Reproduce the listing from the line containing "[locate] the bird's" down to the line containing "x=503, y=175", substituting "bird's head" for "bird's eye" and leaving everything else unchanged. Omit the pictures from your answer.
━━━ Material provided
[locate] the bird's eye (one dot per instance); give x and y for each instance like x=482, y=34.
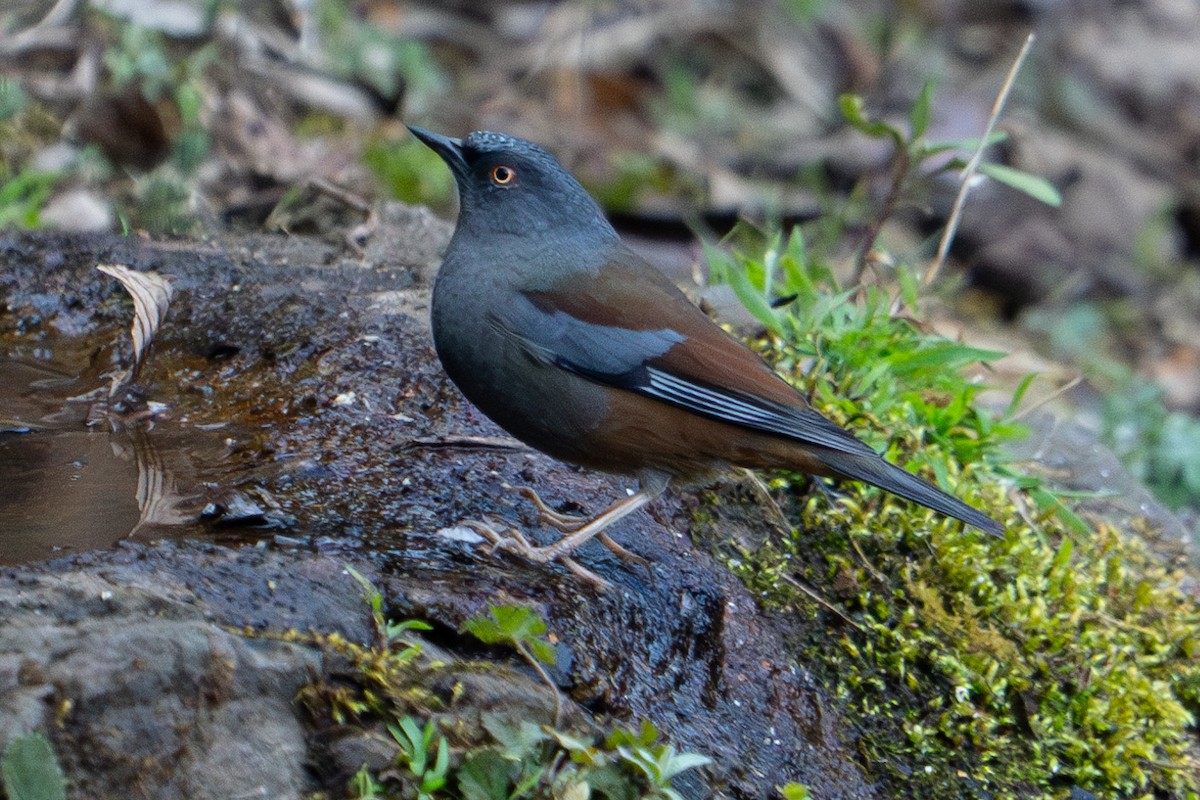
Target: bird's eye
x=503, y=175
━━━━━━
━━━ Material provided
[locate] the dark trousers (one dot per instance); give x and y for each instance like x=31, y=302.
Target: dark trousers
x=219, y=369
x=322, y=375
━━━━━━
━━━ Material provided
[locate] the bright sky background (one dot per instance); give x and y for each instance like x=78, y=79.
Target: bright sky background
━━━━━━
** Output of the exercise **
[locate] the bird's head (one dot per instance); give x and y for each instance like x=482, y=34.
Target: bird's head
x=503, y=175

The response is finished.